===== EXCERPTED DATA =====
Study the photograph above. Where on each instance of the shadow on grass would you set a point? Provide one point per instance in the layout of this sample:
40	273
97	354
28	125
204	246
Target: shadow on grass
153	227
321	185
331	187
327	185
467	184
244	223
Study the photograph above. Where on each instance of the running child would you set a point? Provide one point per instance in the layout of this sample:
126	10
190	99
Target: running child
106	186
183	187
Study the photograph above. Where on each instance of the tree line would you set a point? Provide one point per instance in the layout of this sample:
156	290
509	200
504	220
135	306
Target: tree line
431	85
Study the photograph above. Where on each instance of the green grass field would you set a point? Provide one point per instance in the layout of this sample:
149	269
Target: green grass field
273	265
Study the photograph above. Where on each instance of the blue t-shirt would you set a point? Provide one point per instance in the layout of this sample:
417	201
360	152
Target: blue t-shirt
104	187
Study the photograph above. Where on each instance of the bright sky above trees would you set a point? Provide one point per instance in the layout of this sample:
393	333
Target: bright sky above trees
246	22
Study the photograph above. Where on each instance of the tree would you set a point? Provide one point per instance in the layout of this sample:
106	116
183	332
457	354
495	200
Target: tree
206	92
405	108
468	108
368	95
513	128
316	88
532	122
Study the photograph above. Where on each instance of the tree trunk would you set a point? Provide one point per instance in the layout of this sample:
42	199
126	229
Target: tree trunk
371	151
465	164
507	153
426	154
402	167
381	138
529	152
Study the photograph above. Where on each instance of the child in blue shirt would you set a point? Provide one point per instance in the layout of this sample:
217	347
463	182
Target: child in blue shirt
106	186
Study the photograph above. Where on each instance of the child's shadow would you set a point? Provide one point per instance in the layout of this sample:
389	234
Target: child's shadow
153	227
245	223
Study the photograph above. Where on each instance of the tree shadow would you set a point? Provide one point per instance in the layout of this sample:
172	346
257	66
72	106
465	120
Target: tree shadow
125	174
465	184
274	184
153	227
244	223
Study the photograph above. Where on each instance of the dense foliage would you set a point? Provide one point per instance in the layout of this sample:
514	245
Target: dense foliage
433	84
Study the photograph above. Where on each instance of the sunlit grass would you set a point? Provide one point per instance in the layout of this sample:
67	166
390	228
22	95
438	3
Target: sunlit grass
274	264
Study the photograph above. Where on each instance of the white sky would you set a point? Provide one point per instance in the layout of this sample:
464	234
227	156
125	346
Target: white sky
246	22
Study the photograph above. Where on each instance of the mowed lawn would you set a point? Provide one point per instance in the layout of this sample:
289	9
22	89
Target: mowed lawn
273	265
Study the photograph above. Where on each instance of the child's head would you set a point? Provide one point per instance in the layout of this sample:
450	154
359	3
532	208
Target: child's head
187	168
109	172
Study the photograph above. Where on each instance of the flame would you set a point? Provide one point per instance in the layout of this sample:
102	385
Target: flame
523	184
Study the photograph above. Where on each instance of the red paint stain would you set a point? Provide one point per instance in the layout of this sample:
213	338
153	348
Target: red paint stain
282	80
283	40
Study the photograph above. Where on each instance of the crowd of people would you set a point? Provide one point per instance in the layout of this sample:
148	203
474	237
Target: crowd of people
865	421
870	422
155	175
=====
**PROBLEM TO SOLVE**
Reproduce everything from the line containing "the child's head" down to the last line of the material, keeping each line as it appears.

**THE RESULT**
Study the photograph above. Where on each instance of the child's head would you set a point? Provide one point per instance in the layout of this sample:
450	154
359	3
532	208
Target: child's head
187	168
109	172
Study the photograph above. Where on each instance of the flame would you set a point? Provide one point per instance in the layout of this sample:
102	385
Target: flame
523	184
Study the photograph above. Where on each instance of the red paint stain would you set a point? Provide one point per instance in the layout of this sample:
213	338
153	348
Target: red paint stain
282	80
283	40
Study the photograph above. Where on each instance of the crowd of people would you set a point? Provide one point per instance in the layout of this sample:
148	203
474	237
Target: crowd of people
865	421
870	422
155	175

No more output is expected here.